→ Ziel 1: Gib den Text über den ANC von „Heft 2/2012, Südafrika: 100" bis „freie Entscheidung zurückzugewinnen." wortgetreu wieder.
→ Ziel 2: Knüpfe an den Text über den ANC an und schreibe ihn nach dem letzten Satz weiter.

Heft 2/2012, Südafrika: 100 Jahre ANC

Die Rückkehr des Politischen

DER ANC HAT SEINE EMANZIPATORISCHEN ZIELE VERLOREN. Die Bewegung hat ihre Linie in schwierigen Zeiten, als Wirtschaft und Sozialtechnik die Oberhand hatten, durchzuhalten vermocht. Seit der ANC an der Macht ist, hat er sich auf die Seite der Eliten gestellt. Doch die Zeiten ändern sich. Überall suchen Menschen, ihre freie Entscheidung zurückzugewinnen.

 

Als sich 1912 der African National Congress (ANC) in Bloemfontein gründete, wurde Sol Plaatje, Herausgeber eine Zeitung, zum ersten Generalsekretär gewählt. Plaatje und die anderen Gründungsmitglieder – durchweg in Missionsschulen ausgebildete Intellektuelle – sahen optimistisch in die Zukunft der gerade gegründeten Südafrikanische Union, hervorgegangen aus dem anglo-burischen Krieg. Die „aufgeklärten" Briten hatten ihn gegen die offen rassistischen Buren gewonnen und die lukrativen Goldfelder unter Kontrolle gebracht.

→ Angezeigte Informationen:
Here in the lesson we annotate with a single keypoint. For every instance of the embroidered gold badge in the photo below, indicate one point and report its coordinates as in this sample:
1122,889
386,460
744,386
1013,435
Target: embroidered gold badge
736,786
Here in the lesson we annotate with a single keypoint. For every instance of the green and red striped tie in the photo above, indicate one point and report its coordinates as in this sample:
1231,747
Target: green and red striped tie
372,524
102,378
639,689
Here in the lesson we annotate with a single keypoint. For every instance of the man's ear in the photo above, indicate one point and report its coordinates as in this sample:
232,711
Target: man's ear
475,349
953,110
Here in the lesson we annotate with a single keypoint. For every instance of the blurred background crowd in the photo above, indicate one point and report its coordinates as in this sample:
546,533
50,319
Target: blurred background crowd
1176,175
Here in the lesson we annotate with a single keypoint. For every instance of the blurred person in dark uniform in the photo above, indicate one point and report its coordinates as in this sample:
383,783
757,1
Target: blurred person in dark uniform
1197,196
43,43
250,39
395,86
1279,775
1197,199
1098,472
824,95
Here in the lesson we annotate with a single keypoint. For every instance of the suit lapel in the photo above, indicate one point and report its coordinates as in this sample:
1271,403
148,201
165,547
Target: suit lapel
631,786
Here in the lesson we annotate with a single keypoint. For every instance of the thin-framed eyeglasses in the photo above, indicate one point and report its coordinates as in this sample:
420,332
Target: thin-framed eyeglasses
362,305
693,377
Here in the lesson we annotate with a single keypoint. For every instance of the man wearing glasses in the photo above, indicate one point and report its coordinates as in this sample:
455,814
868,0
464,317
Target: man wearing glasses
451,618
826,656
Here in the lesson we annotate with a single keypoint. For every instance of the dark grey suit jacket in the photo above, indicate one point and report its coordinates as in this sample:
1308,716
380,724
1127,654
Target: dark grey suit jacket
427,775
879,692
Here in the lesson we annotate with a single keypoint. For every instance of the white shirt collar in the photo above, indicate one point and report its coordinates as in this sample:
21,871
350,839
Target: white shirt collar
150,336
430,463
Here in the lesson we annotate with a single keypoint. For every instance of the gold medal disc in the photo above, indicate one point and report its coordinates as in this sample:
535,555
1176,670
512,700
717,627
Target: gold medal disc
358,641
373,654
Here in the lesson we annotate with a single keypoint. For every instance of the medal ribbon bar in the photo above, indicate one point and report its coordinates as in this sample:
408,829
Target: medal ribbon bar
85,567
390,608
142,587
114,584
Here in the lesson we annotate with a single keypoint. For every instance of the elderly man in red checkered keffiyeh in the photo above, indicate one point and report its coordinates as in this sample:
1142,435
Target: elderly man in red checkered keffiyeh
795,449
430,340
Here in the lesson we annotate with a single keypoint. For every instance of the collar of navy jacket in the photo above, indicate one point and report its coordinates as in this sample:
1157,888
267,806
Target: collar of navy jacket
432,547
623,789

→ Antwort 1:
Heft 2/2012, Südafrika: 100 Jahre ANC

Die Rückkehr des Politischen

DER ANC HAT SEINE EMANZIPATORISCHEN ZIELE VERLOREN. Die Bewegung hat ihre Linie in schwierigen Zeiten, als Wirtschaft und Sozialtechnik die Oberhand hatten, durchzuhalten vermocht. Seit der ANC an der Macht ist, hat er sich auf die Seite der Eliten gestellt. Doch die Zeiten ändern sich. Überall suchen Menschen, ihre freie Entscheidung zurückzugewinnen.

→ Antwort 2:
1913 kam dann der dicke Hammer und zerschlug alle Hoffnungen der Afrikaner. Das Landgesetz „reservierte" einen kleinen Teil des Landes für Afrikaner und verurteilte sie, sich als Arbeiter auf den Farmen der Weißen zu verdingen. Plaatje nannte die Gesetzgebung „einen widerwärtigen Vorgang, vom Parlament aus freien Stücken vollzogen". In jenem Jahr begann die Vertreibung der Menschen von ihrem Land. Plaatje ging mit ihnen über abgelegene Straßen und Wege. Die Menschen waren – so schrieb er – zu „umherirrenden Pariahs" geworden. „In einer scheußlichen Nacht unter einem bitterkalten Himmel" verlor die Familie Kgobadi am Wegrand ihr nur wenige Wochen altes Kind. Und da sie keine Heimstatt mehr hatten, mussten sie ihr Kind „unter Furcht und Zittern, mit angstgequältem Herzklopfen in einem anonymen Grab" verscharren.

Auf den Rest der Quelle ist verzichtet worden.